■ Data shown
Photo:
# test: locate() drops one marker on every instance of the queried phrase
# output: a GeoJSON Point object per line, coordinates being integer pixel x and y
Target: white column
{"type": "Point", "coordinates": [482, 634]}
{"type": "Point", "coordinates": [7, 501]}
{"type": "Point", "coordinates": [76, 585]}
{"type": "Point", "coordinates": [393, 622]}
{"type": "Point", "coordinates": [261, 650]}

■ Task requirements
Starting at the line that contains "# test: locate()", copy each line exactly through the end of the listing above. Include that first line and the last one, and add nothing.

■ Solution to the exercise
# test: locate() drops one marker on every instance of the queried phrase
# output: a GeoJSON Point object per line, coordinates being integer pixel x and y
Target: white column
{"type": "Point", "coordinates": [482, 634]}
{"type": "Point", "coordinates": [7, 501]}
{"type": "Point", "coordinates": [76, 585]}
{"type": "Point", "coordinates": [393, 622]}
{"type": "Point", "coordinates": [261, 650]}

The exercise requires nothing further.